Martha: Thank you. We’re just getting going.

Duncan: Just getting going. So before we get into the content here, what drove you to write a second book on CIOs?

Martha: You know, I spend every day all day talking to CIOs from all different size companies, and one of the questions I like to ask regularly is “How has your role changed over the last five years?” So I started asking this question last year, so since from 2010 on. And what they all said is “We’re moving from the back office to the front office. And we are much more involved in revenue-producing activities. As software moved into our products and services, we as IT leaders have become much more important to the revenue stream of the company.”

So I said, “Wow, that’s great. How has your operating model changed in order to support this new role that IT is playing?” And the answer I heard, more often than not, was “Good question.” You know, “We haven’t done much. We’re working on it.”

But then I talked to some CIOs who were really being very successful in integrating IT into the rest of the business, and they had better answers. They were creating multifunctional teams that bridged the line between IT and the business. They were creating partnerships external to the company to leverage into new capabilities. They were developing professionals in the IT organization that had a nice blend between IT and a business. And I thought, “Wow. The CIOs who have moved from the back office to the front office who are at least trying need to hear these stories so that they have a vision and a model to change their own IT organizations.” And I heard enough of that that it seemed like it was the right time to write a book on the subject.

Duncan: And you’re in a kind of fairly unique position where you get to…I mean even more so than I would say than a consultancy, like one of the kind of the big three, four consultancies, in terms of being able to see a large number of CIOs and get a very quick understanding of what they’re doing, their background. Where to do you think the market is in terms of the shift between this kind of blended, ideal situation versus the back office?

Martha: You know, when it comes to the up and comers, the people who are, you know, the directors and VPs today who are gonna be tomorrow’s CIOs, I think there is a huge gap between what companies need in terms of blended executives and what’s on the market. And the reason for that, I believe, is that companies are still growing their people in silos. You know, I’m a networks manager. I’m an applications director. I’m an accountant, I’m a sales leader. Everyone is so specialized that nobody has a broader, multifunctional understanding of the business. While CIOs tend to have that broader experience, they are not raising the next generation of CIOs to have that same vantage point.

So the larger companies that are putting the resources into creating rotational programs where I send an IT person out to a business area for six months and then get them back, that’s the most effective way to create these blended leaders. But that takes a lot of resources. A smaller company cannot lend out a key IT person for six months at a time. So in my book, I have a chapter called “Growing Blended Executives.” And I interviewed CIOs who have found less expensive, more opportunistic ways to create these blended executives. I’ll give you an example.

### Dataset

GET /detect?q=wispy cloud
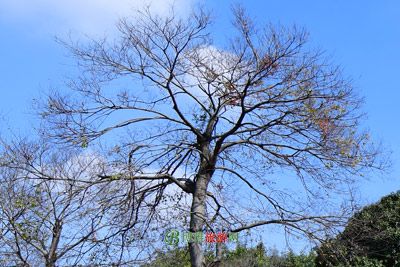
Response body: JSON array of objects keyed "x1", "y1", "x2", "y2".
[{"x1": 0, "y1": 0, "x2": 195, "y2": 35}]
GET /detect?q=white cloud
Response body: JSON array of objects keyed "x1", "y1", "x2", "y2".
[{"x1": 0, "y1": 0, "x2": 194, "y2": 35}]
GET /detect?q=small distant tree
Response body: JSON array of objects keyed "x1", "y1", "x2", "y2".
[
  {"x1": 41, "y1": 4, "x2": 382, "y2": 267},
  {"x1": 0, "y1": 139, "x2": 155, "y2": 267},
  {"x1": 316, "y1": 192, "x2": 400, "y2": 266}
]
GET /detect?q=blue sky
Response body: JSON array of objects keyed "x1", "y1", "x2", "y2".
[{"x1": 0, "y1": 0, "x2": 400, "y2": 253}]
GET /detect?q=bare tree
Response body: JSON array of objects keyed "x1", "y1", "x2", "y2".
[
  {"x1": 42, "y1": 5, "x2": 382, "y2": 266},
  {"x1": 0, "y1": 137, "x2": 170, "y2": 267}
]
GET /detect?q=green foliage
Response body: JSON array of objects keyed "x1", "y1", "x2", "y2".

### Tasks to perform
A. Name every job title that Martha gives in the CIO interview to show how companies grow their people in silos.
B. Extend the CIO interview past its final sentence, with Martha giving the example she promises.
The items have no connection to the CIO interview.

### Expected outputs
A. networks manager, applications director, accountant, sales leader

B.
You know, a guy named Dan Olley, who leads IT for Elsevier, he will no longer allow his IT folks to ask the question during a steering committee meeting “Is the project on time or on budget?” He doesn’t care. The question is “Will the project meet its commercial impact?” If it’s on time, but it’s not gonna produce the revenue, who cares if it’s on time? [inaudible 00:05:51] over budget when it’s gonna bring back double the return, wonderful. By measuring IT people on whether their programs and projects will have a commercial impact rather than when they happen to be on time and on budget is one way to get IT people to start thinking about business context, which is not quite so expensive as creating a rotational program.

Duncan: Yeah, that makes perfect sense. And it’s a much easier metric to measure…

Martha: Exactly.

Duncan: …and gets people changed. I mean I found this in organizations. If you change what you’re measuring people by… And I think anyone who’s on executive level is gonna realize this and know this. If you change what you’re measuring people by, suddenly, the behavior changes. Suddenly, people are thinking about it differently and doing things differently. And sort of it can make a quite big impact.

Martha: It can. I’m going to just tell you one more story on this. Eash Sundaram is the CIO and head of innovation at JetBlue. And he no longer measures his people on uptime and three nines and all of that. Now, his people use those metrics to measure their IT providers, for sure. But they’re now measured on something called D-0, which stands for departure zero. And it’s the number of planes that leave zero minutes after their scheduled departure time. That’s a metric that everyone in the company holds dear, including the CEO, the CFO, and the CEO. And what Eash says is that when IT is measured by that same metric, now they’re a part of a business community that cares about when the planes leave, as opposed to worrying only about whether this particular network is available.

Duncan: Yeah, I mean it makes perfect sense. I think it’s something that’s echoed. I’ve interviewed Verne Harnish not too long ago. And his view is the same. You know, everyone needs to know the core metric that’s driving them through the business. And, yeah, the project being delivered on time is great. But how does that impact the actual or the bigger picture?

Martha: And I think the overall point that I’m making in the book, we’re using this sort of turning IT people into businesspeople as what we’re talking about now, and that’s kind of our little metaphor. But, you know, it is easy to understand that we need to be conscious of this business metric. But baking that into the way an IT person is measured and compensated, changing the actual mechanisms of the operating model, that’s that 11th mile to get to that blended nirvana. Knowing that this is a metric that’s important to the business and being conscious of that, like living and breathing it, because it’s how you’re paid, it was a different thing.

Duncan: So I mean there’s a journey on the way there as well, isn’t there? I mean one of the things we’re talking about is leadership and how…and part of this sort of core foundation of this is about how IT needs to stop serving and start leading, how they need to change their position from being…I think there’s a great quote around being order-takers versus automakers. It think that’s… In terms of maturity, one of the areas we’re talking about is ops strategy to VC. Do you wanna talk about that a bit?

Martha: Sure. So the VC idea came to me from Clark Golestani. And you should know, Duncan, I have no original thought. These ideas, they’re just CIOs who speak them to me, and I just speak them out to my readership. But anyway, Clark Golestani uses McKinsey’s Three Horizons Framework, which is really about business strategy and which horizon a company is planning for. But he takes that and adopts it to his IT organization, and he models the evolution of the CIO on these three horizons.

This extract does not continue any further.